Copy every one of the rows below word for word, keeping each line unchanged.

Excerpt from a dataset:
###

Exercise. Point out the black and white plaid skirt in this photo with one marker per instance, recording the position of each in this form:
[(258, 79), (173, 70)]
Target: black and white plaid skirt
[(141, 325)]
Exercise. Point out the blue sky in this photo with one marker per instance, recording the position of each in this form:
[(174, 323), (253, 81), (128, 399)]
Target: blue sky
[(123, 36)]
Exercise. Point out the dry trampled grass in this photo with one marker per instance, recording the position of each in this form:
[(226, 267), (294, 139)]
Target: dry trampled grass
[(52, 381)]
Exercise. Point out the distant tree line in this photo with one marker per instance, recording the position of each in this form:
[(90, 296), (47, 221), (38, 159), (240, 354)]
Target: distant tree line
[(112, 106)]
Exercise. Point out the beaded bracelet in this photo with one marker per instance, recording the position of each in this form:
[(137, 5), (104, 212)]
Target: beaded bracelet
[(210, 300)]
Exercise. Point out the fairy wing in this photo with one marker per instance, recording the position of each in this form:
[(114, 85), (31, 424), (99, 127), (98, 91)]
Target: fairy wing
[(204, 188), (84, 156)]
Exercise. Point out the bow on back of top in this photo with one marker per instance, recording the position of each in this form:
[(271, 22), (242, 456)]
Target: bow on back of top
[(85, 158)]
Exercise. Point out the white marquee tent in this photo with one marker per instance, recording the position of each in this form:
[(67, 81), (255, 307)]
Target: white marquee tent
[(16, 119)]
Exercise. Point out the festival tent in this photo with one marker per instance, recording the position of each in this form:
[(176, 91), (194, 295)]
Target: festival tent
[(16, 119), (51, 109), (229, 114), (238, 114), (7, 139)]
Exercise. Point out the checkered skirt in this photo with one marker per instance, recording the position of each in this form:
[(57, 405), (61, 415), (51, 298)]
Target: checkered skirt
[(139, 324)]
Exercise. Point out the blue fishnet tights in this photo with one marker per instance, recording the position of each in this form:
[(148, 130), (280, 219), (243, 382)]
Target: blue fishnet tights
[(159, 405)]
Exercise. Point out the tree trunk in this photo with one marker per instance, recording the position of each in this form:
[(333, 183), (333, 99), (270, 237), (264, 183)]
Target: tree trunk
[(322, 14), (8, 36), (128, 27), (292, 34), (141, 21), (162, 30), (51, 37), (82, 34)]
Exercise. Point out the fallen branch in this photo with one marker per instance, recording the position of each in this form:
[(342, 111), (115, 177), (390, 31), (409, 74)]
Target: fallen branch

###

[Task answer]:
Exercise. Point out the black and white plaid skirt in this photo with one marker per instance, recording the position of each in this form:
[(258, 79), (173, 70)]
Target: black and white plaid skirt
[(141, 325)]
Exercise. Point out the blue sky in this photo with one marker per instance, recording the position of each in this form:
[(174, 323), (253, 81), (128, 399)]
Target: blue sky
[(123, 36)]
Exercise. Point out the dry trampled grass in this photo with one marker per instance, recording the position of each in this form:
[(226, 267), (294, 139)]
Target: dry trampled grass
[(52, 381)]
Exercise. Point out the distant tree line in this photo with one marker per instance, recording the position of each in this form:
[(90, 296), (47, 221), (38, 159), (240, 354)]
Target: distant tree line
[(112, 106)]
Exercise. Point out the beaded bracelet in this photo with one marker per instance, recording the position of each in this form:
[(137, 5), (104, 212)]
Target: beaded bracelet
[(210, 300)]
Exercise. Point out the fairy wing in this photo with one marker per instance, recording the position of each in this form:
[(114, 85), (31, 424), (99, 127), (98, 91)]
Target: fairy wing
[(204, 188), (84, 156)]
Exercise. Point out the bow on back of top in this photo with one marker per instance, recording the position of each in this form:
[(271, 22), (242, 456)]
Target: bow on back of top
[(85, 158)]
Exercise. Point out the white marquee tent in this photo with one marker per instance, recording the position of each in this form:
[(67, 81), (255, 307)]
Target: white marquee tent
[(16, 119)]
Exercise. Point out the festival tent in this photo with one marker per instance, recording the position of each in this form:
[(176, 91), (194, 295)]
Target: festival tent
[(16, 119), (51, 109), (229, 114), (238, 114), (7, 139)]
Exercise. Point out the checkered skirt in this photo with one marker per instance, recording the position of each in this form:
[(57, 405), (61, 415), (51, 298)]
Target: checkered skirt
[(139, 324)]
Exercise. Point out the blue fishnet tights in this photo with one marker per instance, recording the position of each in this form:
[(148, 130), (280, 219), (243, 382)]
Target: blue fishnet tights
[(159, 405)]
Exercise. Point out the tree trunk in this photo with one marker per instance, recording the position of each in this form:
[(333, 183), (333, 99), (270, 237), (264, 183)]
Target: tree trunk
[(322, 14), (8, 36), (128, 27), (292, 34), (141, 21), (162, 30), (51, 37), (82, 34)]
Exercise. Point out the fallen branch in this photo with one marker per instance, recording the position of each in this form:
[(342, 111), (115, 177), (390, 31), (409, 74)]
Target: fallen branch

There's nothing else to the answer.